===== SUPPLIED DATA
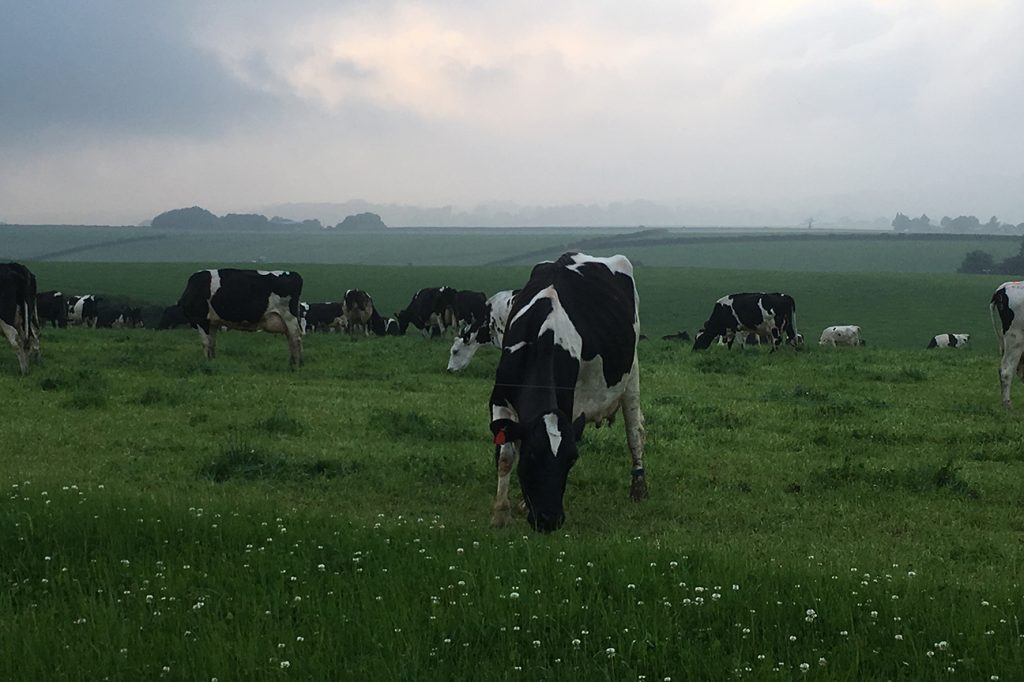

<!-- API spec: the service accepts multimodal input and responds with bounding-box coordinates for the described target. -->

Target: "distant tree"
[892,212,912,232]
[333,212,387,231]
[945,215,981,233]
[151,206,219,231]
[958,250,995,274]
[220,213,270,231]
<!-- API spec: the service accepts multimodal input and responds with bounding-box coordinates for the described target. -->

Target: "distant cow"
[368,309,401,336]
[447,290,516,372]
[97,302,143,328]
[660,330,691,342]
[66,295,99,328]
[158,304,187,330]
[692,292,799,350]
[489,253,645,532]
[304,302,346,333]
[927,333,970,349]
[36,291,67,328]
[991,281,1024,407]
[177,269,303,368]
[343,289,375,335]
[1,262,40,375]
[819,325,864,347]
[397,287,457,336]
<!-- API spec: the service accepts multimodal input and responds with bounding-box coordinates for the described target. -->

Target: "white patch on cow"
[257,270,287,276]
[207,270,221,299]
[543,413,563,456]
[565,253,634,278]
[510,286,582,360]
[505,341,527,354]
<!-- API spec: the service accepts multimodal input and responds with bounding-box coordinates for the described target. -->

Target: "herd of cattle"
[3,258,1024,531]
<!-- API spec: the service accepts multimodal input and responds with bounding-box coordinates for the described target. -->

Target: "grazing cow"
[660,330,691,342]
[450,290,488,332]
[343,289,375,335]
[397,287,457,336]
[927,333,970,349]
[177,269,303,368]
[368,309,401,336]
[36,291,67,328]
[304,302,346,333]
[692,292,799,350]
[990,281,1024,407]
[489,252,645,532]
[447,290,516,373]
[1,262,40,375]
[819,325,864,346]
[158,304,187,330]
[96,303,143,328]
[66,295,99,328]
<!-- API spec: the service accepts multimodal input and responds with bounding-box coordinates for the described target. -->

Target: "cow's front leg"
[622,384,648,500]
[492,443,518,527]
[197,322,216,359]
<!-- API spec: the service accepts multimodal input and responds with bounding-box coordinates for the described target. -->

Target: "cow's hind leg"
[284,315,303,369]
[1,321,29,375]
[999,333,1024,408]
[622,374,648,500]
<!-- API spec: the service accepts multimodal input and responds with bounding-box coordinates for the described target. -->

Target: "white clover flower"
==========
> WHAT TO WORK ON
Write the records out again exactly as shown above, keeping no pictures.

> SOLUTION TO THE PROBLEM
<!-- API spec: the service accepts multimodal input and responds with bounding-box coordinates for the described target. -->

Target: "distant tree"
[892,212,912,232]
[333,212,387,231]
[945,215,981,233]
[151,206,219,231]
[958,250,995,274]
[220,213,270,231]
<!-- API spec: the service accepts multimodal input and responds with bounding-box coordinates for the described target. -->

Target: "distant cow"
[368,309,401,336]
[447,290,516,372]
[97,302,143,328]
[660,330,691,342]
[66,295,99,328]
[158,304,187,330]
[692,292,799,350]
[489,253,645,532]
[304,302,346,333]
[927,333,970,349]
[36,291,67,328]
[991,281,1024,407]
[177,269,303,368]
[343,289,375,335]
[1,262,40,375]
[819,325,864,347]
[397,287,457,336]
<!-- API spec: the service accepts multimodal input and responds with bounding-box coordinates for the described target. -->

Target: "white patch on cow"
[257,270,287,276]
[207,270,221,299]
[543,413,563,456]
[565,253,634,278]
[510,286,582,360]
[505,341,527,354]
<!-- API spec: the service accepts multimodal input and responds with bounding-box coordinates for the described target. -->

Target: "herd of cattle"
[3,258,1024,531]
<!-- API spec: the service accepts multimodal input and responds with bounding-box coordinates for the described target. -->

Target: "grazing cow"
[660,330,691,342]
[450,290,488,332]
[343,289,375,335]
[397,287,457,336]
[927,333,970,349]
[177,269,303,368]
[368,309,401,336]
[36,291,67,328]
[304,302,346,333]
[692,292,799,350]
[990,281,1024,407]
[489,252,645,532]
[447,290,516,373]
[1,262,40,375]
[819,325,864,346]
[158,304,187,330]
[96,303,143,328]
[66,295,99,328]
<!-- API spec: the service accepts multimodal input and responds with bounding-box coordinates for the described target. -->

Target: "cow's front leg"
[622,384,648,500]
[492,443,518,527]
[197,322,216,359]
<!-- API spec: the service accepts multimodal input and responds with bounding-box coordinates for the described target. -->

Target: "cow's hind leg"
[284,315,303,369]
[1,321,29,375]
[999,333,1024,408]
[622,374,648,500]
<!-- API spec: the service accepts multimodal input and responds with bounding-box coordinates for the described target. -->

Target: "white clover flower"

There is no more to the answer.